Collected data entries:
____
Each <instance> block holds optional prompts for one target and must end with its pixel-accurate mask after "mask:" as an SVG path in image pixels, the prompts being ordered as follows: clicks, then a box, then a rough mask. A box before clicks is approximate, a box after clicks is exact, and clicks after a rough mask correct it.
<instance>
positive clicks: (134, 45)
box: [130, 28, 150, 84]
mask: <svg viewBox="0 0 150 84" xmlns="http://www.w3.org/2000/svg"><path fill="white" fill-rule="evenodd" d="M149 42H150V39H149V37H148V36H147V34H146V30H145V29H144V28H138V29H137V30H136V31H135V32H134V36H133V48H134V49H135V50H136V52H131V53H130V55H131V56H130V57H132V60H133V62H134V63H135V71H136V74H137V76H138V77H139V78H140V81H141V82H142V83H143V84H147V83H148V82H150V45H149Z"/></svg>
____
Exercise instructions: Give back the entries above precisely as they appear.

Response below:
Each <instance> block holds optional prompts for one target and must end with its pixel-accurate mask after "mask:" as an SVG path in image pixels, the prompts being ordered as follows: clicks, then a box, then a rough mask. A box before clicks is approximate, a box after clicks is exact, and clicks after a rough mask correct it.
<instance>
positive clicks: (134, 45)
box: [130, 28, 150, 84]
mask: <svg viewBox="0 0 150 84" xmlns="http://www.w3.org/2000/svg"><path fill="white" fill-rule="evenodd" d="M149 42H150V39H149V37H148V36H147V34H146V30H145V29H144V28H138V29H137V30H136V31H135V32H134V36H133V48H134V49H135V50H136V52H131V53H130V55H131V56H130V57H132V60H133V62H134V63H135V71H136V74H137V76H138V77H139V78H140V81H141V82H142V83H143V84H147V83H148V82H150V45H149Z"/></svg>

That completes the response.